§ **Records**
++++++++

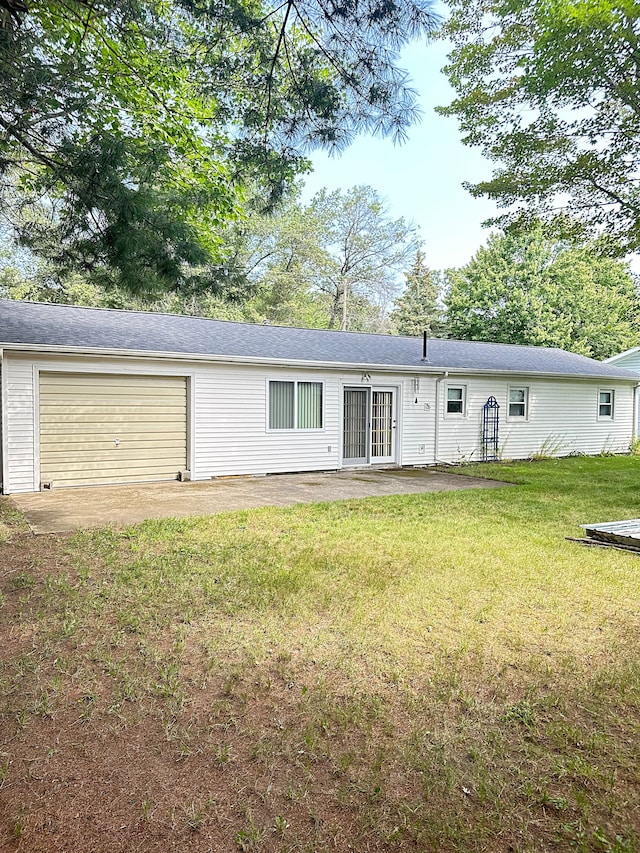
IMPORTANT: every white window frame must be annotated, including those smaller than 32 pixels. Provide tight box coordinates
[507,385,529,423]
[266,377,326,433]
[444,382,467,418]
[596,388,616,421]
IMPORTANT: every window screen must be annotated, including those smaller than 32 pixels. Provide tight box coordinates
[269,382,295,429]
[598,391,613,418]
[297,382,322,429]
[509,388,529,418]
[447,387,464,415]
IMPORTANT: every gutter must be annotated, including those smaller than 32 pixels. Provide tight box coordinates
[0,342,638,383]
[0,348,9,495]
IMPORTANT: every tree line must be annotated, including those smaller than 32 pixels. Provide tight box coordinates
[0,186,640,358]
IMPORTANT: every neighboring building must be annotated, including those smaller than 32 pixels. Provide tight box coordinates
[0,300,638,493]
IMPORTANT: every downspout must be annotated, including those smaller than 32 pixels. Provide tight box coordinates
[0,348,8,495]
[433,370,449,463]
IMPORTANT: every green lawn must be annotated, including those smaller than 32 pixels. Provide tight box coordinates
[0,457,640,853]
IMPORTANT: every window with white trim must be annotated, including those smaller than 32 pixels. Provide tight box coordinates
[509,385,529,420]
[269,380,323,429]
[447,385,467,416]
[598,388,614,419]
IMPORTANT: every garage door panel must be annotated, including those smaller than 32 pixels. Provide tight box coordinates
[43,456,181,481]
[41,442,186,460]
[40,402,184,423]
[40,430,186,450]
[40,373,187,486]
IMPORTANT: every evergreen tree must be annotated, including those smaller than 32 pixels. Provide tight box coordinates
[390,249,446,337]
[446,224,640,358]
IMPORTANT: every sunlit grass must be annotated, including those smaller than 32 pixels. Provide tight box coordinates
[4,457,640,853]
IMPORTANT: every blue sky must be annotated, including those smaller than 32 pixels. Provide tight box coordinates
[303,35,496,269]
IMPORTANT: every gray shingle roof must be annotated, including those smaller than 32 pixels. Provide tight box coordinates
[0,299,638,381]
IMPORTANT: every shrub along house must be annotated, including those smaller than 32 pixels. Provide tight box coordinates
[0,300,638,493]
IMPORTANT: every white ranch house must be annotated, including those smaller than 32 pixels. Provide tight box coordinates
[0,300,639,493]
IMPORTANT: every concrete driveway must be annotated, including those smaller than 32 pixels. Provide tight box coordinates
[10,468,507,533]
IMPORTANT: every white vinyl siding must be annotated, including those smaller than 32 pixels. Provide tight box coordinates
[2,350,633,492]
[438,376,633,463]
[39,372,187,487]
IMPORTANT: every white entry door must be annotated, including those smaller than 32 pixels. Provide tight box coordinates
[342,387,396,465]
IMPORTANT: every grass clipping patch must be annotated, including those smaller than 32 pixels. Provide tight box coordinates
[2,458,640,853]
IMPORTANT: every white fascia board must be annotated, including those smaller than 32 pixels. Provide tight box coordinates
[0,342,638,384]
[602,347,640,364]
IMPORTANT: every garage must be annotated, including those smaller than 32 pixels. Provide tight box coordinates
[39,372,188,488]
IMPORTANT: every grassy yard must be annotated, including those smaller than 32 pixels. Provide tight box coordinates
[0,457,640,853]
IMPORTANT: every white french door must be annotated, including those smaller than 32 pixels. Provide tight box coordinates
[342,387,396,465]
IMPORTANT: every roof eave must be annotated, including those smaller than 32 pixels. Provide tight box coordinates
[0,342,640,383]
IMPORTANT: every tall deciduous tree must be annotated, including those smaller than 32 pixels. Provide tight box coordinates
[0,0,434,291]
[390,249,445,336]
[446,226,640,358]
[309,186,418,331]
[441,0,640,252]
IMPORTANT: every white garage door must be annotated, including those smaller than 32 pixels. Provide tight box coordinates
[40,373,187,486]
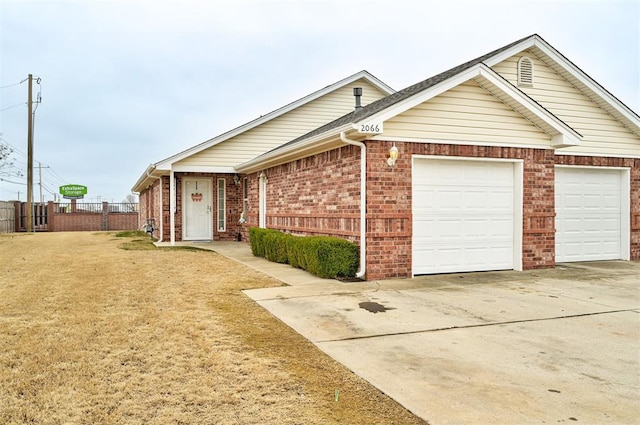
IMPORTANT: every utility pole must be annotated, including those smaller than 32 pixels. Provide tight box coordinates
[38,161,49,204]
[27,74,33,232]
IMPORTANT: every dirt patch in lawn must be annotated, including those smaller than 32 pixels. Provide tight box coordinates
[0,232,424,425]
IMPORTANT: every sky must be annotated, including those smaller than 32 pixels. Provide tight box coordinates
[0,0,640,202]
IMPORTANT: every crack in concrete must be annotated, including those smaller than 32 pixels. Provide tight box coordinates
[314,308,638,344]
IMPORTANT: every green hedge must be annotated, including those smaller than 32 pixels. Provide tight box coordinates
[249,227,360,278]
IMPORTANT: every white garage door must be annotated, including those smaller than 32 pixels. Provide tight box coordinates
[413,158,514,275]
[556,167,623,263]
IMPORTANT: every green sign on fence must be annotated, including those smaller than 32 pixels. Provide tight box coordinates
[60,184,87,199]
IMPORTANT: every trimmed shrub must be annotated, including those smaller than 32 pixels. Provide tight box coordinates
[249,227,360,278]
[262,230,295,264]
[249,227,270,258]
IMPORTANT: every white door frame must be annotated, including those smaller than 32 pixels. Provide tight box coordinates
[182,176,214,241]
[554,164,631,261]
[411,155,524,277]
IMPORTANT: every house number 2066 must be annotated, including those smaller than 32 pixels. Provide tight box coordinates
[358,123,382,133]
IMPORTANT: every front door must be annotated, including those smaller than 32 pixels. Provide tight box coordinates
[182,178,213,241]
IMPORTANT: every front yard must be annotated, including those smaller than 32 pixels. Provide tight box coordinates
[0,232,424,425]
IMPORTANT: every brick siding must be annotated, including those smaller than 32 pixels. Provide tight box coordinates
[245,141,640,280]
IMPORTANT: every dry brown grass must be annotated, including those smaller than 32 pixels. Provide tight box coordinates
[0,233,423,425]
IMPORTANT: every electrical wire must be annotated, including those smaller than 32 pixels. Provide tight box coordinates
[0,102,26,112]
[0,80,27,89]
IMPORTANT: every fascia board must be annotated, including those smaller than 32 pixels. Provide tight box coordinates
[478,65,582,144]
[131,164,159,193]
[484,36,640,134]
[234,124,352,174]
[172,164,236,174]
[158,71,395,169]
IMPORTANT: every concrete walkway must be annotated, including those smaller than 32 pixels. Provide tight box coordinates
[160,243,640,425]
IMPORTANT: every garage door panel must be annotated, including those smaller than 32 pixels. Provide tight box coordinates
[556,167,622,262]
[413,160,514,274]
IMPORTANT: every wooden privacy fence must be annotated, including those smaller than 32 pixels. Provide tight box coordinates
[0,200,140,232]
[0,201,16,233]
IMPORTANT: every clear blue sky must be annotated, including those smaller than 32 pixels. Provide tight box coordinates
[0,0,640,202]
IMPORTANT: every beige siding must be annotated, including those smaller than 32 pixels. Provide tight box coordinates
[493,52,640,156]
[176,79,386,166]
[382,81,550,147]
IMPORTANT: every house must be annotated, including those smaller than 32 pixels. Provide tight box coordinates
[134,35,640,280]
[132,71,393,243]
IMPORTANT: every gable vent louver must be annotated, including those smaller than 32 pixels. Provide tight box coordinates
[518,56,533,87]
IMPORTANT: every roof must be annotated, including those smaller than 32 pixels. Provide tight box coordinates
[236,34,640,172]
[132,70,395,192]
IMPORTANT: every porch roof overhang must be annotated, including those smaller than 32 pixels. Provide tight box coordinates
[131,164,236,193]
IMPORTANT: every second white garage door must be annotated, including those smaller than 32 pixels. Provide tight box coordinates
[555,166,629,262]
[413,158,516,275]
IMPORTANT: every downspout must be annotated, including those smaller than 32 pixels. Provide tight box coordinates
[340,131,367,279]
[147,167,164,242]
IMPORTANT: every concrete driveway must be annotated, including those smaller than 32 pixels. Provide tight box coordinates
[246,260,640,425]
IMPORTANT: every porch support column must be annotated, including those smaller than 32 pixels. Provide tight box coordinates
[169,170,176,245]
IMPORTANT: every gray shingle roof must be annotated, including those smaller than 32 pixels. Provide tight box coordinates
[272,34,535,152]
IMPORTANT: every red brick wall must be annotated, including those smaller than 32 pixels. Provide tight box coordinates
[256,146,360,241]
[246,141,640,280]
[555,155,640,261]
[138,180,164,238]
[48,202,139,232]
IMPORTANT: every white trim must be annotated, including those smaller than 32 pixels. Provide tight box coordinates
[258,171,269,229]
[554,164,631,261]
[235,123,356,174]
[368,135,555,149]
[216,177,227,232]
[411,154,524,277]
[556,150,640,159]
[170,170,176,246]
[171,165,235,174]
[516,55,534,87]
[356,63,582,146]
[484,35,640,135]
[180,176,217,241]
[156,71,395,168]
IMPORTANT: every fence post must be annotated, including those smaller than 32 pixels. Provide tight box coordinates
[102,201,109,230]
[13,201,22,232]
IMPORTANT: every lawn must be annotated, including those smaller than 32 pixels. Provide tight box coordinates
[0,232,424,425]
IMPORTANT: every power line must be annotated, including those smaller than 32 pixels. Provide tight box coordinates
[0,80,27,89]
[0,177,27,186]
[0,102,26,112]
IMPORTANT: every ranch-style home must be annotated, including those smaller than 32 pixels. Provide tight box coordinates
[133,35,640,280]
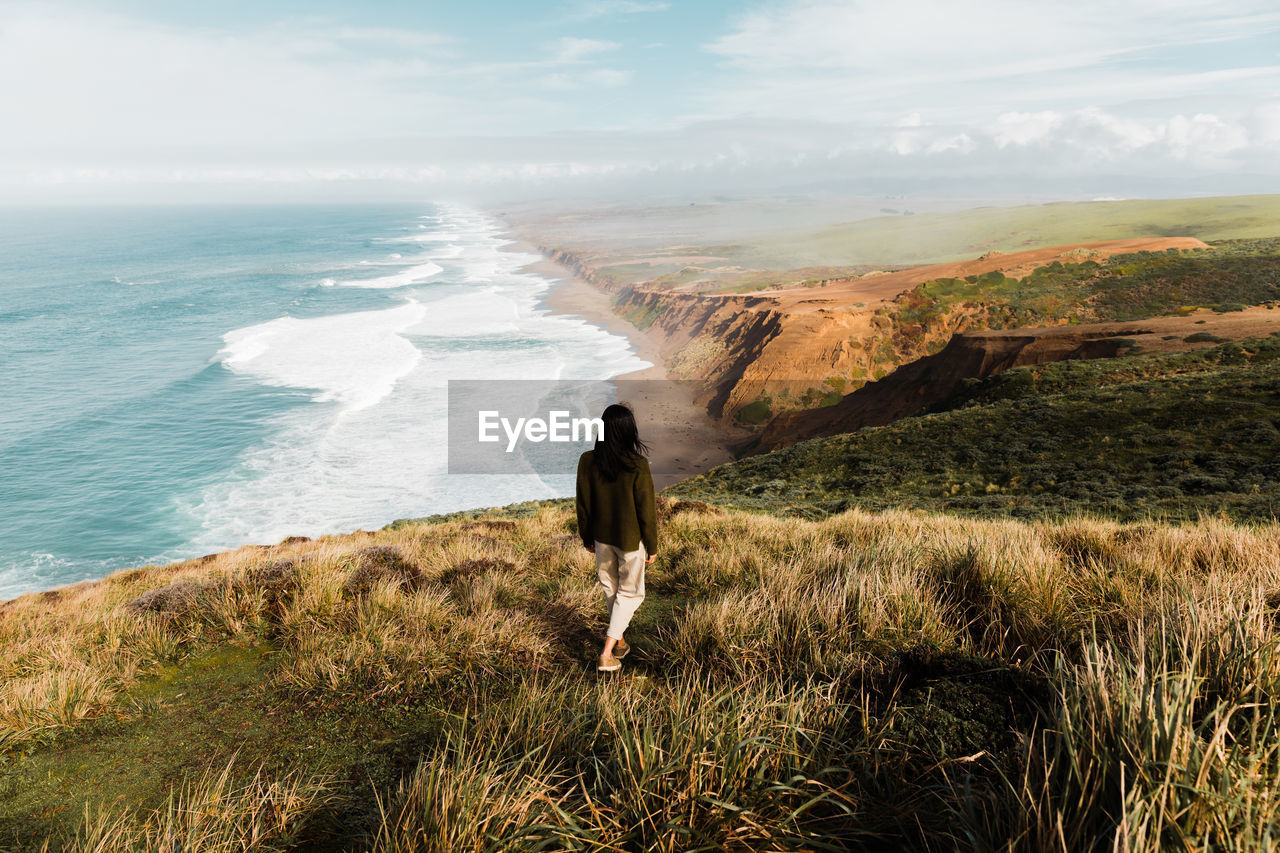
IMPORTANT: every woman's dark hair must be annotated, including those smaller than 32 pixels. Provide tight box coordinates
[595,403,649,482]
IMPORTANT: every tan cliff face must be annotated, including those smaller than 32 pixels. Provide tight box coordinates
[543,238,1206,427]
[753,307,1280,452]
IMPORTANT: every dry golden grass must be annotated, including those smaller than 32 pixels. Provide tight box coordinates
[0,506,1280,850]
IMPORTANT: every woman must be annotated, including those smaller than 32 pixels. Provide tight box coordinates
[577,405,658,672]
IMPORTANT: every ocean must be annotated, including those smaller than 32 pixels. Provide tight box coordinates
[0,204,648,598]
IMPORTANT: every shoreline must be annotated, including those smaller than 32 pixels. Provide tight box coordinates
[508,233,742,491]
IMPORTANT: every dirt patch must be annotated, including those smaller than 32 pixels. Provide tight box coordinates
[657,494,724,523]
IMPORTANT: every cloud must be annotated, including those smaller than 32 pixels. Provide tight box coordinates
[570,0,671,20]
[547,36,622,63]
[699,0,1280,122]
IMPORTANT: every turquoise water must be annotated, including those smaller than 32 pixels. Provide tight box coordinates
[0,205,645,598]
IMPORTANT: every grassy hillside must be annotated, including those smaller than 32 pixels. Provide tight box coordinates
[671,336,1280,520]
[535,195,1280,291]
[735,195,1280,269]
[0,502,1280,852]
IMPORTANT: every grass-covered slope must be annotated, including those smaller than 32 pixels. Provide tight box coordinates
[747,195,1280,269]
[0,503,1280,852]
[671,336,1280,520]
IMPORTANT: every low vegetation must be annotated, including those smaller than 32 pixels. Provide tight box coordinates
[0,502,1280,850]
[671,336,1280,521]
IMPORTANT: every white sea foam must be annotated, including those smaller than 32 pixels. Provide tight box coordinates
[338,260,444,289]
[219,302,426,411]
[183,210,648,553]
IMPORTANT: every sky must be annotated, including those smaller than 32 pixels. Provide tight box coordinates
[0,0,1280,202]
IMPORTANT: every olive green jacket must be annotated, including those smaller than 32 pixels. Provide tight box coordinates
[577,451,658,555]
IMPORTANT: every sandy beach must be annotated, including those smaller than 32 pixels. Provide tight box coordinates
[512,242,745,489]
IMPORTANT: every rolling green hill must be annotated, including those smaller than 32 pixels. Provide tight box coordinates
[736,195,1280,269]
[669,336,1280,520]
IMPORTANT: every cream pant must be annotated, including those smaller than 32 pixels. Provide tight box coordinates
[595,542,648,639]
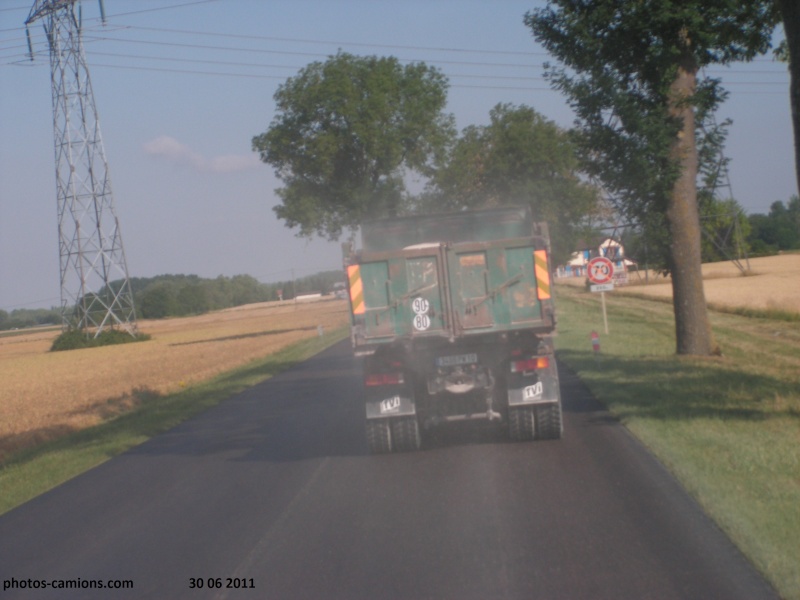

++++++++

Please rewrite every line of the records between the lines holding "IMPORTANT: every dirt patch must" and "[577,451,658,555]", inclusive, and shift each bounding-box coordinate by -85 while leaving all other text unchanged.

§ **TASK RESULT**
IMPORTANT: every dirt patch must be annotated, including those smaller than 32 pixels. Provide tight box coordinates
[572,409,639,438]
IMPORTANT: every cloud must be annotated, including those smaller than 32 pixels. Provide tight box coordinates
[485,-85,586,-65]
[462,-49,537,-22]
[614,-85,1195,37]
IMPORTANT: every turquoise water must be annotated, including those smaller than 32 pixels. Provide tight box coordinates
[-85,120,560,513]
IMPORTANT: every grassy hillside must be annotated, including those smaller than 32 pixels. Provide tight box coordinates
[586,251,1195,435]
[450,110,1195,206]
[650,110,1195,184]
[-85,417,1195,767]
IMPORTANT: every grass-covered slope must be annotated, including those smaller than 32 pixels. Provide tight box coordinates
[662,110,1195,184]
[-85,418,1195,767]
[586,251,1195,435]
IMPORTANT: every low vegetation must be annotated, including those smaller than 32 pixels. Provide tight box coordinates
[-85,417,1195,765]
[586,251,1195,436]
IMPORTANT: every white sea foam must be annotated, including those smaller than 32 pixels. Provide tight box coordinates
[253,175,359,204]
[134,217,341,326]
[98,125,563,468]
IMPORTANT: every sky must be annotated, including those smaller than 32 pixels. Provide tight box coordinates
[-85,-85,1195,117]
IMPORTANT: every olive green jacket must be annotated, including those smaller than 32 pixels. Provide tight box coordinates
[492,366,573,470]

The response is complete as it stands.